__WHAT YOU WILL DO__:
Please copy out the entries below exactly, beginning with the line that contains "Query: female naval officer in white uniform" and ending with the line that contains "Query: black dress shoe", and include nothing outside that span.

[DATA PROVIDED — start]

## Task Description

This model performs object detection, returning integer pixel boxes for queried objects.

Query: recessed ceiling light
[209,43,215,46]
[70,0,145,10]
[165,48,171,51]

[DATA PROVIDED — finish]
[DATA PROVIDED — start]

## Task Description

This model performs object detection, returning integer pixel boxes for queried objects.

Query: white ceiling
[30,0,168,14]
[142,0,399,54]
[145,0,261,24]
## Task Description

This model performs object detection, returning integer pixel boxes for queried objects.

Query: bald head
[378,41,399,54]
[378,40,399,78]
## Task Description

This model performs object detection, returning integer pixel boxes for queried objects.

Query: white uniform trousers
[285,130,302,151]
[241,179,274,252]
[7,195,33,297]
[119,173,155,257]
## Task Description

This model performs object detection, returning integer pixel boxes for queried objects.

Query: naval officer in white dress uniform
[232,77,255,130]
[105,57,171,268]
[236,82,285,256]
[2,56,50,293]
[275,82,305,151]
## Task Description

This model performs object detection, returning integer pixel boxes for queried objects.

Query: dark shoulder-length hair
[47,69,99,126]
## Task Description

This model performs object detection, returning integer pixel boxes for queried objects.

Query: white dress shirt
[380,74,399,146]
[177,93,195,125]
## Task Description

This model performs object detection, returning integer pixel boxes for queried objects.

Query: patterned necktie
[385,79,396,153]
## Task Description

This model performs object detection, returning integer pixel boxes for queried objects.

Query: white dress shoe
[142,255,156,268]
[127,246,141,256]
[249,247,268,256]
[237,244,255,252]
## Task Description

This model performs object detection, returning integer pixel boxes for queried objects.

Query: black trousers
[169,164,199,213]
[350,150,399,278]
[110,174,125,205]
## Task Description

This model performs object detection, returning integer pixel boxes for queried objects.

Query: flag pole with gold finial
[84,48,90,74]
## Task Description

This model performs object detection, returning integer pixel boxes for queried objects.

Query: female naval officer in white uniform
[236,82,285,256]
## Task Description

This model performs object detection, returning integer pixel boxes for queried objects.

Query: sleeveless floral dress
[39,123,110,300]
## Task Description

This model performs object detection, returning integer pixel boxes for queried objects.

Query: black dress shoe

[DATA PROVIDED — finish]
[DATA PROVIDED — start]

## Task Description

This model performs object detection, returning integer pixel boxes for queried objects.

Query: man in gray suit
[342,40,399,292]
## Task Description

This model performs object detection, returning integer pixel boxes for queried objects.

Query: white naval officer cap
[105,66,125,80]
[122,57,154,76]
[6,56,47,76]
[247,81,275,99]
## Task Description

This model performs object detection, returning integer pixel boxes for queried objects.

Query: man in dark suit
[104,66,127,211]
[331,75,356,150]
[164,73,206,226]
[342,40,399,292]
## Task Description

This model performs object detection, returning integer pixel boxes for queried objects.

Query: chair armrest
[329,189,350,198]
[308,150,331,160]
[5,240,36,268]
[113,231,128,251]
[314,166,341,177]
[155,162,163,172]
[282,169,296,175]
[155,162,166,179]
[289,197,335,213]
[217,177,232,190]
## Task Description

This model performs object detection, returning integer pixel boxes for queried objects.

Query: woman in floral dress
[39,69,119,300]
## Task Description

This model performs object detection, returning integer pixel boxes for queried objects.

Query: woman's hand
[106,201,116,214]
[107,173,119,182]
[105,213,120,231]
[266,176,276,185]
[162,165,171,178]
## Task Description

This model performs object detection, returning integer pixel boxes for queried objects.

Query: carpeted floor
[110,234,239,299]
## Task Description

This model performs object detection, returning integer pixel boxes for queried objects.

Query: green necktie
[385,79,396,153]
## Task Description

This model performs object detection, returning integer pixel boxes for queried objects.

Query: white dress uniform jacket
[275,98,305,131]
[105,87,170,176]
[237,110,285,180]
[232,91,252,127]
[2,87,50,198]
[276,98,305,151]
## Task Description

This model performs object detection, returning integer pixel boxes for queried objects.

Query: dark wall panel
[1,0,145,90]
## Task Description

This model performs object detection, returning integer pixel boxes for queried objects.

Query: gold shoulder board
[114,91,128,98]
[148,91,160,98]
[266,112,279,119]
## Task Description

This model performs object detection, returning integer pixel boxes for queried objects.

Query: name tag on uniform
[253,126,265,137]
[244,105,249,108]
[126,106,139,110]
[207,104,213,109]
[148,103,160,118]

[DATA PROVIDED — finish]

__YOUR SOLUTION__:
Query: female naval officer in white uniform
[236,82,285,256]
## Task Description

This model performs object detection, returning integer pixel boxes for queried objects.

Query: sleeveless floral dress
[39,123,110,300]
## Task Description

This model performs object detection, returning integer pixel boxes for queried objects.

Query: black dress shoe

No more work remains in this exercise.